:: Problem to work on ::
Omit the pictures, then write out every entry exactly as it reads.

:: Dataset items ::
--------------------------------
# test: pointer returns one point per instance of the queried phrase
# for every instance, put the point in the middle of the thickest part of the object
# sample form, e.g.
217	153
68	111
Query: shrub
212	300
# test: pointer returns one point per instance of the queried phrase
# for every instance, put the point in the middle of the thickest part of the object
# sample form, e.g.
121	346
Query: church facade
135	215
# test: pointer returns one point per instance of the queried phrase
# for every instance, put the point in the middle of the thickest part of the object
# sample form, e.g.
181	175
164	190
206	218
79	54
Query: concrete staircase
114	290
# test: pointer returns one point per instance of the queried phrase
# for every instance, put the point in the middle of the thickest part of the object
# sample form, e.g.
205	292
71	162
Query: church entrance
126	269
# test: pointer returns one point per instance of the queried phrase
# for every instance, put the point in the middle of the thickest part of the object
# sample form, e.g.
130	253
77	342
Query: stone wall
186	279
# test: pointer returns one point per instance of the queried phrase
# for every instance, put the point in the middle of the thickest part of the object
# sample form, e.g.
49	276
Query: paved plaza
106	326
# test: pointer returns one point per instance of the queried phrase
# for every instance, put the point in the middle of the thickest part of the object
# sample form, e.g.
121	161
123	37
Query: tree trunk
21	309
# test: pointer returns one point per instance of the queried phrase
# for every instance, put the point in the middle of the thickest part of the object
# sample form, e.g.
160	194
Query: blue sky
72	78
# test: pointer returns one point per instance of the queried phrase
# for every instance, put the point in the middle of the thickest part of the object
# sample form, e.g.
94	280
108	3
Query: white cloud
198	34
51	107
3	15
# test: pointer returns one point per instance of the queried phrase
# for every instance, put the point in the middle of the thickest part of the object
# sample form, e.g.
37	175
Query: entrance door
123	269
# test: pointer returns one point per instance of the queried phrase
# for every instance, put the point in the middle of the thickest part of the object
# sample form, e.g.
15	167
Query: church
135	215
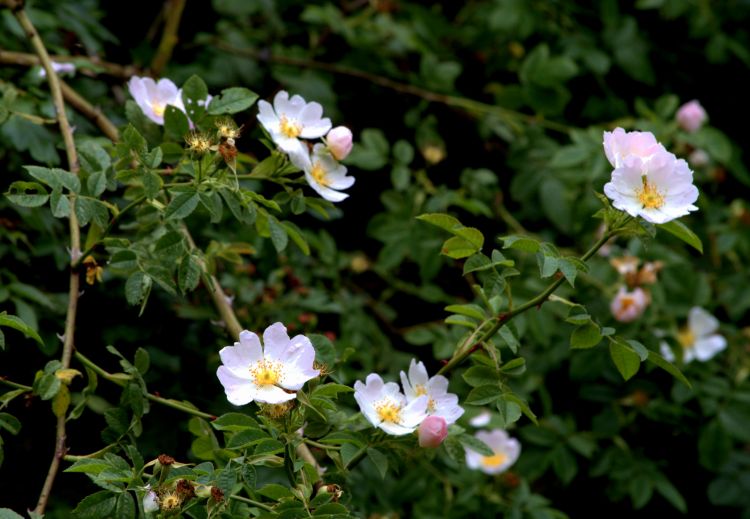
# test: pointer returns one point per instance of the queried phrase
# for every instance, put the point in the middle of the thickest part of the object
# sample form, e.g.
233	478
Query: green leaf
681	231
170	246
279	236
55	177
98	505
457	248
137	287
12	321
296	235
586	336
141	361
514	367
245	438
477	376
469	310
441	220
194	96
27	194
331	390
522	243
232	100
188	273
176	123
667	366
10	423
234	422
59	203
475	444
379	460
626	360
508	410
182	205
483	395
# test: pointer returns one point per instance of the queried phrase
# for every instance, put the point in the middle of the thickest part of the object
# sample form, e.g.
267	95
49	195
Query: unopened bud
150	502
432	431
339	141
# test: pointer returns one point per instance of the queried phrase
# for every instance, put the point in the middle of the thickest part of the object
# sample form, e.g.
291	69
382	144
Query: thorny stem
121	379
15	385
109	227
510	116
503	318
173	12
29	60
219	297
17	8
251	502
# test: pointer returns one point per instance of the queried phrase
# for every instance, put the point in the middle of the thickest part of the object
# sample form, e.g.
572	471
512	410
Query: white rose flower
153	98
324	174
505	452
698	339
439	401
289	119
271	374
385	406
482	419
647	181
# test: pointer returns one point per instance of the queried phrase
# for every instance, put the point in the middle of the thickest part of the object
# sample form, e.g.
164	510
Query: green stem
109	227
121	379
174	404
16	385
251	502
321	445
504	317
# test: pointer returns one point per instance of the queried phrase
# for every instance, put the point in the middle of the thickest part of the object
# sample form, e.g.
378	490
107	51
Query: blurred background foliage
492	110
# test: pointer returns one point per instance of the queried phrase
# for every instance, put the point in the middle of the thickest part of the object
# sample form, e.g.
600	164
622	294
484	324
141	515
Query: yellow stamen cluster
649	196
227	128
158	109
495	460
93	270
318	173
170	501
199	143
266	372
388	411
686	338
291	129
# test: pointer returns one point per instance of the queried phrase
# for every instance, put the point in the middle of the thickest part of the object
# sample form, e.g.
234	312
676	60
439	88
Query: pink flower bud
699	158
691	116
432	432
339	141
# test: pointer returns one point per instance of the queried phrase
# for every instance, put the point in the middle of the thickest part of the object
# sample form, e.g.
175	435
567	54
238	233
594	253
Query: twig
173	12
121	379
16	6
89	111
471	346
511	116
110	69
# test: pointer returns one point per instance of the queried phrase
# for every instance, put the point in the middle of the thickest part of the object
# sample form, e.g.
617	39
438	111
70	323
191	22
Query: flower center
388	411
649	196
686	338
291	129
158	109
626	302
266	373
495	460
318	173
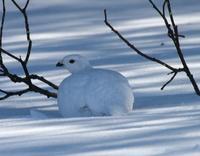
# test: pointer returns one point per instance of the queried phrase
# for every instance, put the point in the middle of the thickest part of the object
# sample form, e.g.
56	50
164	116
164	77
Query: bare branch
1	29
27	80
13	93
173	35
26	5
173	76
23	11
9	54
134	48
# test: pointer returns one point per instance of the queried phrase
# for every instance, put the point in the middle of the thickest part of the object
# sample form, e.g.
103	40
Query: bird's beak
59	64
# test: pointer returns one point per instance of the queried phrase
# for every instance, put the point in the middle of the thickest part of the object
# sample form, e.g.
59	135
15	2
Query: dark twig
13	93
27	80
1	29
24	13
133	47
174	70
172	33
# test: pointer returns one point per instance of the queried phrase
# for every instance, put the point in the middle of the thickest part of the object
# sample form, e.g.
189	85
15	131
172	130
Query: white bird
92	92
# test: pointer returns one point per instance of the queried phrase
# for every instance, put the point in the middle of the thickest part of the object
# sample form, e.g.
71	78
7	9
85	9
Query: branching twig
172	33
175	70
27	80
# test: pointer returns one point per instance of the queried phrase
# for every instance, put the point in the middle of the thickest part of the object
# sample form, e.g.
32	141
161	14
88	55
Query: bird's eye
71	61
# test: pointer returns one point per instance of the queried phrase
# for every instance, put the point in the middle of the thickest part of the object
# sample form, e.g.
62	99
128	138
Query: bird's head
74	63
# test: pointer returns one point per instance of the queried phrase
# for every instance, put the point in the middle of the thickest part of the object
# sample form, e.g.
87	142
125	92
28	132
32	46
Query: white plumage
92	92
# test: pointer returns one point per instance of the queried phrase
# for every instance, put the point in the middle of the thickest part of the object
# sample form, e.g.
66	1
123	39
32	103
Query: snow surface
162	123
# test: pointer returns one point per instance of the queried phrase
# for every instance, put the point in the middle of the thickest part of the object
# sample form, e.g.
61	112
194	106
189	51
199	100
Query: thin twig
133	47
27	80
172	33
170	80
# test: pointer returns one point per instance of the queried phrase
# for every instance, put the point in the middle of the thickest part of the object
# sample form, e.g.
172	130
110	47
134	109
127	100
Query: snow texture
163	123
92	92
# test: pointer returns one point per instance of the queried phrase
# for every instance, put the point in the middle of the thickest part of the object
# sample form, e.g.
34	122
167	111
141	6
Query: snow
92	92
163	122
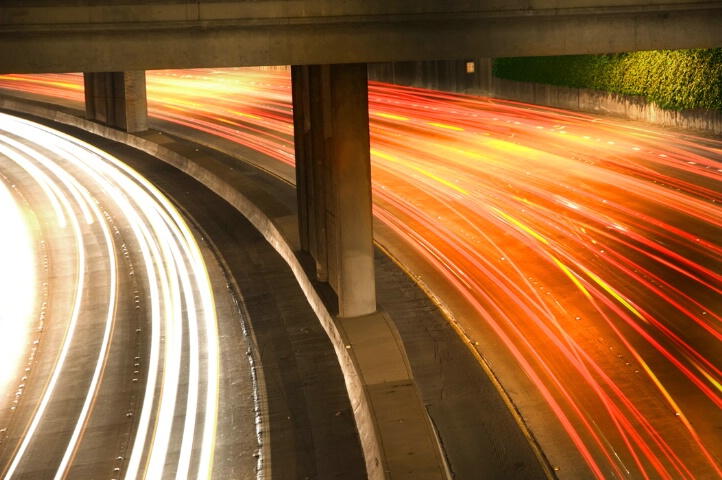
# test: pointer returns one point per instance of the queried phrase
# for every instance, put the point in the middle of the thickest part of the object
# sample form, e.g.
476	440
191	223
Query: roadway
580	256
135	355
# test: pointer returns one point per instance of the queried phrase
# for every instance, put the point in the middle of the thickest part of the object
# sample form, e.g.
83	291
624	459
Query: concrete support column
117	99
333	177
351	157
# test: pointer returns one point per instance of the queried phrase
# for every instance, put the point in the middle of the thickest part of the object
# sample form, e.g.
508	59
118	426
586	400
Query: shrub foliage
673	79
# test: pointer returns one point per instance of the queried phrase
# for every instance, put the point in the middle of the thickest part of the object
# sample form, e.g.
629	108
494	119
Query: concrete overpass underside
82	35
329	44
--------------------------------
:: The solution ::
# test: pointer returns one point per instance of the queried phrase
# for every instance, put the point in the middle of the thickest part of the object
# sample form, e.g.
217	153
68	111
Query: shrub
212	300
# test: pointer returns one point per instance of the queried phrase
# for every instance, put the point in the middle of the thickest part of the object
# sample form, e.g.
121	346
Query: church facade
135	215
# test: pointer returns one point per instance of the queried phrase
# for every instance, put the point in the middle of the thickest part of the object
# sample form, e.g.
181	175
164	190
206	218
79	54
Query: concrete staircase
114	290
# test: pointer returns one point per instance of the queried phrase
# for every instance, put the point in the middle of the thickest part of the object
# sample form, e.g.
205	292
71	162
Query: church entrance
126	269
# test: pointer returns one point per instance of the queried phrase
# for every instance, put the point in the middle of the thickest part of the object
# sample form, e.g.
130	253
77	342
Query: stone wall
186	279
# test: pointer returns one point per instance of the queried phrase
# for every instance, put the point in the middle of the thickest part of the object
# sample form, e.g.
49	276
Query: paved plaza
106	326
# test: pointer returns one point per instance of the queried phrase
# for every instance, put the point in the middle of the thickest part of the object
# sample form, e.g.
121	161
123	37
Query: tree trunk
21	309
# test: pointer returns one point per instance of the queried phrase
# for every instance, put the point in the middle of the thickest part of the object
# sample form, e.g.
160	194
Query: blue sky
72	78
# test: pointer returns one point per instance of the queried phrase
# for every instance, put the point in the middle of the thickest part of the object
# sample form, e.g.
94	280
108	3
Query: white cloud
198	34
51	107
3	15
# test: pointer returns one point per instance of the queried phrase
# for every instance, put the point in the middle of the thickest part of the object
# sample form, e.g.
37	175
Query: entrance door
123	269
# test: pointer returns one point per instance of the queried phrase
# for every instance, put the point in the middle of the thickest part of the object
# sample form, e.g.
15	167
Query: church
135	215
# test: pointer returns one point per instance of the queried phrase
# for every instance, put the point in the middle of the thickest part of the object
# sample form, e.g.
233	478
Query: green leaf
681	231
170	246
279	236
55	177
98	505
457	248
137	287
12	321
296	235
586	336
141	361
514	367
245	438
477	376
469	310
441	220
194	96
27	194
331	390
522	243
232	100
188	273
176	123
667	366
10	423
234	422
59	203
475	444
379	460
626	360
508	410
182	205
483	395
# test: pointer returns one point per instance of the queried phrase
# for every instance, put the point in the middle of the thickest part of the object
# sample form, e.g.
267	95
49	195
Query: unopened bud
150	502
432	431
339	141
# test: pointer returns one point per instance of the queried phrase
# for every instance, put the point in the middle of the thickest part of the object
# sample form, e.g.
291	69
382	144
Query: thorny stem
121	379
15	385
109	227
510	116
503	318
173	12
29	60
219	297
17	8
251	502
# test: pointer returns one point per instance of the queried phrase
# for every instance, put the point in the middle of the thickest part of the object
# sample form, e.g.
572	471
512	410
Query: white rose flower
153	98
324	174
505	452
698	339
439	401
289	119
271	374
385	406
482	419
647	181
# test: pointer returns one point per instance of the queried phrase
# for every instance, put the point in the middle of the thickest part of the object
# sample form, e.g.
164	510
Query: green stem
109	227
121	379
174	404
16	385
251	502
321	445
504	317
# test: pointer returns one point per instance of the queried phrase
# for every instance, put the point in the middle of the thickest part of the object
# sample form, e.g.
378	490
107	51
Query: blurred background foliage
492	110
# test: pointer returns one point per instance of the queried phrase
# for every instance, put the point in the middle of the thickest part of the object
# sample form, e.g.
600	164
622	294
484	324
141	515
Query: yellow stamen cluster
649	196
227	128
158	109
495	460
93	270
318	173
170	501
199	143
266	372
388	411
686	338
291	129
# test: pointer returns one point per instance of the queried phrase
# for every instance, put the point in the middle of the thickest part of the object
# sample form, e.g.
234	312
676	60
439	88
Query: pink flower bud
699	158
691	116
432	432
339	141
# test: pointer returns one point per instance of the queried phrase
# for every instance, put the point in the middle of the thickest part of the object
# sample form, e.g.
175	435
567	54
238	233
594	253
Query: twig
173	12
121	379
16	6
89	111
471	346
511	116
110	69
# test: pointer returns one point per instance of the queried phrase
# for every instance, put the point in the middle of the thickest part of the object
# sample form, e.g.
617	39
438	111
70	323
191	22
Query: flower center
388	411
649	196
686	338
291	129
158	109
626	302
266	373
495	460
318	173
# test: pointer returns one point per instance of the queried phrase
# for every instance, put the point in the middle of the thickest part of the object
# sample form, e.g.
56	50
164	116
164	77
Query: bare branch
1	29
27	80
13	93
173	35
26	5
173	76
23	11
9	54
134	48
# test: pointer returns one point per instance of the queried phrase
# for every instance, put the point in the middle of the thickest part of the object
# sample form, e.g.
103	40
Query: bird's beak
59	64
# test: pointer returns one point per instance of the queried phrase
# for every instance, put the point in the middle of the thickest part of the object
# sample form, e.g.
59	135
15	2
Query: dark twig
13	93
27	80
1	29
24	13
133	47
174	70
172	33
# test: pointer returns one point per instance of the queried phrase
# for every instance, put the point in the middle of the thickest part of the object
# sample form, e.g.
189	85
15	131
172	130
Query: white bird
92	92
# test: pointer returns one point per instance of the queried phrase
# for every instance, put the point in the middle of the thickest part of the object
# sample form, e.g.
71	78
7	9
85	9
Query: branching twig
172	33
175	70
27	80
# test: pointer returns one point per instance of the queried phrase
# for every instance, put the point in the middle of the thickest part of the object
# sample form, e.g.
32	141
161	14
88	55
Query: bird's eye
71	61
# test: pointer returns one point per instance of the queried phrase
# for every instance, put the point in the middle of the thickest part of the object
# sample form, e.g.
62	99
128	138
Query: bird's head
74	63
# test: pointer returns one point per instance of the queried phrase
# for every instance, put the point in the middle of the thickest part of the object
# sample form, e.g.
87	142
125	92
28	132
32	46
Query: white plumage
92	92
# test: pointer returns one point per instance of the queried phrase
# for every instance, put the point in the middle of the thickest part of the object
# sample form, e.g.
66	1
123	39
32	103
Query: snow surface
162	123
# test: pointer returns one point per instance of the queried phrase
# for every instance, put the point in the middle of the thickest part of the object
# sample form, e.g.
61	112
194	106
189	51
199	100
Query: thin twig
133	47
27	80
172	33
170	80
# test: pointer returns one point per instance of the queried phrase
# for every instance, put the point in the middle of the thickest part of the object
# sample form, e.g.
172	130
110	47
134	109
127	100
Query: snow texture
163	123
92	92
# test: pointer returns one point per instance of the queried phrase
# for every instance, put the point in the middle of the thickest part of the object
# sample form, e.g.
34	122
167	111
141	6
Query: snow
92	92
163	122
# test: pointer returns one point per instance of the queried phrase
# for every instance, put the point in the middle of the thickest part of the object
# sample form, e.g.
476	440
191	223
Query: roadway
580	256
135	355
# test: pointer returns one point per instance of the queried phrase
# for every instance, put the point in the middle of the thickest part of the object
# sample form, e.g.
83	291
624	459
Query: concrete support column
117	99
333	177
351	157
# test: pointer returns one point per instance of the queried phrase
# for every instance, put the point in the middle of the thickest part of the object
# sample form, e.g.
508	59
118	426
586	400
Query: shrub foliage
673	79
# test: pointer returns one point per instance of the queried phrase
# for every instance, put the point in the middle of the thickest part of the object
# sample form, e.g.
629	108
494	119
Query: concrete overpass underside
82	35
329	44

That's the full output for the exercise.